-- start --
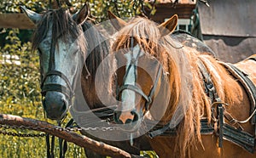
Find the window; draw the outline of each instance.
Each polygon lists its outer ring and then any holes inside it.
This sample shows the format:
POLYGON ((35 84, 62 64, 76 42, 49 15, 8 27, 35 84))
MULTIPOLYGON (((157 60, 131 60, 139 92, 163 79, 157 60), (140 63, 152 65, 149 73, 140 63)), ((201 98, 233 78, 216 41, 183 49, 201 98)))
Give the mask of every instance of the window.
MULTIPOLYGON (((165 21, 167 20, 168 19, 166 19, 165 21)), ((190 31, 191 31, 190 20, 189 19, 178 19, 176 30, 183 30, 183 31, 190 32, 190 31)))

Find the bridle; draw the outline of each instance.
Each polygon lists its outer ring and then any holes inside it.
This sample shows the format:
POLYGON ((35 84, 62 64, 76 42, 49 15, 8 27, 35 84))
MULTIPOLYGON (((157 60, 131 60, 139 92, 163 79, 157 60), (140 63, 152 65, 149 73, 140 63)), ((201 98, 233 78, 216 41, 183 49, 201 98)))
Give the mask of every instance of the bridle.
MULTIPOLYGON (((131 37, 131 48, 133 48, 133 37, 131 37)), ((154 97, 154 92, 156 89, 156 86, 160 80, 160 74, 162 72, 162 66, 160 65, 159 65, 155 81, 154 82, 153 87, 151 87, 149 93, 148 95, 138 86, 131 85, 131 84, 125 84, 125 81, 126 80, 127 76, 128 76, 129 71, 131 71, 131 67, 134 67, 134 70, 135 70, 135 73, 134 73, 135 82, 137 81, 137 66, 136 65, 136 63, 140 57, 140 54, 141 54, 141 48, 139 49, 139 52, 138 52, 138 54, 137 55, 137 57, 134 57, 134 53, 133 53, 133 49, 132 49, 131 59, 128 65, 127 71, 125 71, 125 74, 124 76, 123 84, 120 87, 119 85, 117 85, 117 95, 116 96, 117 96, 117 100, 119 100, 119 96, 120 96, 121 93, 125 89, 131 90, 131 91, 140 94, 145 99, 145 105, 144 105, 145 111, 143 112, 143 114, 142 116, 142 117, 143 117, 145 113, 149 110, 150 104, 152 104, 152 99, 153 99, 153 97, 154 97)))
MULTIPOLYGON (((42 97, 45 97, 48 91, 56 91, 65 94, 68 100, 69 104, 72 104, 72 99, 74 97, 74 87, 75 83, 73 85, 68 81, 68 78, 61 71, 55 70, 55 42, 53 38, 51 39, 51 46, 49 49, 49 67, 48 71, 44 76, 41 77, 41 93, 42 97), (63 79, 67 84, 66 86, 58 84, 58 83, 45 83, 47 77, 57 76, 63 79)), ((39 50, 40 51, 40 50, 39 50)), ((76 77, 76 76, 75 76, 76 77)))

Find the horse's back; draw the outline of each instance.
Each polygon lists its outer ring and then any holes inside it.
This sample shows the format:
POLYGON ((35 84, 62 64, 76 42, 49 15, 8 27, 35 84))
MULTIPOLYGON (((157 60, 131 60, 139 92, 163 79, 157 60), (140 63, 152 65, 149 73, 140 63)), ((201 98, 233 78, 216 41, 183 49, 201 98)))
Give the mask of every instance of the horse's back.
POLYGON ((256 85, 256 54, 251 55, 246 59, 235 64, 235 65, 247 74, 256 85))
POLYGON ((191 35, 189 32, 181 30, 175 31, 171 37, 177 40, 184 47, 195 49, 201 54, 207 53, 214 57, 216 56, 215 53, 206 43, 191 35))

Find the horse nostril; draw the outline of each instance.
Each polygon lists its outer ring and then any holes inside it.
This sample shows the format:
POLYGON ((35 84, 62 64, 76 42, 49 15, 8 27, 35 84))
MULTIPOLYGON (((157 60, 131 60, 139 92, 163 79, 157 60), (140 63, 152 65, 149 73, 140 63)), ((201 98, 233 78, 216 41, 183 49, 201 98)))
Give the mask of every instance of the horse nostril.
POLYGON ((48 92, 42 103, 47 117, 52 120, 63 118, 68 108, 65 96, 58 92, 48 92))
POLYGON ((132 119, 132 122, 138 121, 139 119, 139 115, 138 113, 136 111, 136 110, 133 110, 131 111, 131 114, 134 116, 133 119, 132 119))
POLYGON ((118 124, 129 124, 138 121, 139 115, 136 110, 129 111, 114 111, 113 120, 118 124))
POLYGON ((119 119, 119 116, 121 115, 121 111, 114 111, 113 112, 113 121, 117 123, 117 124, 124 124, 124 122, 119 119))

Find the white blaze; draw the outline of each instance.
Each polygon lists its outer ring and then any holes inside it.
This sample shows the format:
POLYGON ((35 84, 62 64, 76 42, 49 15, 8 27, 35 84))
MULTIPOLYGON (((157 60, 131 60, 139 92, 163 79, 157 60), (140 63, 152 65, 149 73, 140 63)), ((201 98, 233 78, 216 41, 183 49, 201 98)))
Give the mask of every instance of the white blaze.
MULTIPOLYGON (((138 45, 137 45, 136 47, 133 48, 133 58, 137 59, 137 55, 139 54, 140 51, 140 47, 138 45)), ((128 67, 131 62, 131 53, 127 53, 125 54, 125 57, 127 59, 127 63, 126 63, 126 69, 125 71, 127 72, 128 71, 128 67)), ((139 56, 142 56, 143 54, 143 52, 141 51, 139 56)), ((135 61, 135 65, 137 65, 137 62, 138 59, 137 59, 135 61)), ((135 74, 137 73, 137 69, 135 69, 135 67, 132 65, 130 68, 130 71, 128 71, 128 74, 126 76, 125 80, 124 81, 124 84, 125 85, 136 85, 136 76, 135 74)), ((130 89, 125 89, 122 93, 121 95, 121 100, 123 102, 123 111, 126 111, 126 110, 131 110, 132 109, 135 108, 135 104, 136 104, 136 93, 132 90, 130 89)))

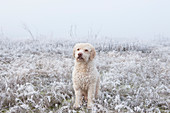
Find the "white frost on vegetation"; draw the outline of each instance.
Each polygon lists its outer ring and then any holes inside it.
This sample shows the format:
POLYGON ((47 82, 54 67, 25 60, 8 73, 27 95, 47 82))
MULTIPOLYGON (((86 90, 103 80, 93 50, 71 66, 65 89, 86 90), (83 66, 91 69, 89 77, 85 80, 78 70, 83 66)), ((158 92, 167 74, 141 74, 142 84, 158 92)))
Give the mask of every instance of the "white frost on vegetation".
MULTIPOLYGON (((0 112, 76 113, 71 81, 76 42, 1 39, 0 112)), ((96 47, 101 75, 92 112, 170 112, 170 41, 82 42, 96 47)), ((78 111, 88 112, 85 105, 78 111)))

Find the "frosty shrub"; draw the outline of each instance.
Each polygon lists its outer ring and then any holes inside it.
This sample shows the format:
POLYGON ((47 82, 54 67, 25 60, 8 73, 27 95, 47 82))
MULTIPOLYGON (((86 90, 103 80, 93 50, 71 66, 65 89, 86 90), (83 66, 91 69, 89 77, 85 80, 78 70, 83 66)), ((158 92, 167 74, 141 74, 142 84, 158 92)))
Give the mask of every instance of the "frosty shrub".
POLYGON ((90 42, 101 75, 90 112, 170 112, 170 45, 112 40, 0 40, 0 112, 74 110, 72 47, 90 42))

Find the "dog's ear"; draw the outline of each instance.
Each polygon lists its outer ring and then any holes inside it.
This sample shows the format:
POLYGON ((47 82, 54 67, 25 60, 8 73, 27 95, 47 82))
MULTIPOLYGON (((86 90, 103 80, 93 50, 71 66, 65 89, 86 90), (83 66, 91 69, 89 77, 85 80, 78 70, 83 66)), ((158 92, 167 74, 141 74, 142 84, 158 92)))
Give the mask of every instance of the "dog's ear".
POLYGON ((90 60, 93 60, 95 56, 96 56, 96 50, 94 47, 92 47, 90 52, 90 60))

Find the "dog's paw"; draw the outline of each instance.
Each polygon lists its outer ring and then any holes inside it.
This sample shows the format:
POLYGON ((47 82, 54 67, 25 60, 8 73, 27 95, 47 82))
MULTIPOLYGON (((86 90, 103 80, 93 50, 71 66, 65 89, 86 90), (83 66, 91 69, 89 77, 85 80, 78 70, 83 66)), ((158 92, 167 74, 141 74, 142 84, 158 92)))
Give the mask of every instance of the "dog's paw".
POLYGON ((92 103, 88 103, 87 104, 87 109, 92 109, 93 108, 93 104, 92 103))

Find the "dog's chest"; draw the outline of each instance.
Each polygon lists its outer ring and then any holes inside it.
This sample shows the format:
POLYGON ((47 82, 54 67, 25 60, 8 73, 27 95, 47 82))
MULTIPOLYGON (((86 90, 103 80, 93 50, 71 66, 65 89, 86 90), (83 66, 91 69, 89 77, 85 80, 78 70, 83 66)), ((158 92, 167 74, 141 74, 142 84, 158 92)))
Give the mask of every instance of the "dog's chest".
POLYGON ((89 84, 91 84, 94 81, 94 77, 92 73, 86 72, 86 73, 77 73, 74 76, 74 82, 75 85, 79 86, 81 89, 87 90, 89 87, 89 84))

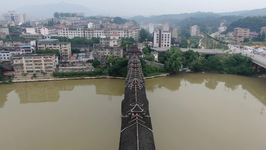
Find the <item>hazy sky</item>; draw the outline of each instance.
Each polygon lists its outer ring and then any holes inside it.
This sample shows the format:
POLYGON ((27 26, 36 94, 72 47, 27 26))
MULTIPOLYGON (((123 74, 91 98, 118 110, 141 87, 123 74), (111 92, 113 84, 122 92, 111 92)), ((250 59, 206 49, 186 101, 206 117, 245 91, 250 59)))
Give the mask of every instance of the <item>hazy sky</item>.
POLYGON ((164 14, 177 14, 203 12, 225 12, 252 10, 266 8, 266 0, 1 0, 0 12, 7 13, 20 6, 58 3, 83 5, 95 12, 108 12, 123 16, 149 16, 164 14), (4 1, 4 2, 3 2, 4 1))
-- end --
:: Short task ::
Set down again, unchanged, the lines of the material from the line with "Find the bridle;" up to and including the line with "Give the mask of every instance of the bridle.".

:: Final result ::
Find the bridle; draw the outline of each instance.
Each polygon lists its outer ring and then any holes inside it.
This sample shows the format:
POLYGON ((35 84, 62 64, 76 42, 49 15, 8 27, 35 84))
MULTIPOLYGON (((157 60, 131 60, 139 92, 163 79, 157 60), (140 63, 152 65, 149 73, 140 63)), ((201 98, 233 78, 216 41, 183 49, 201 98)))
Give the mask of every instance of the bridle.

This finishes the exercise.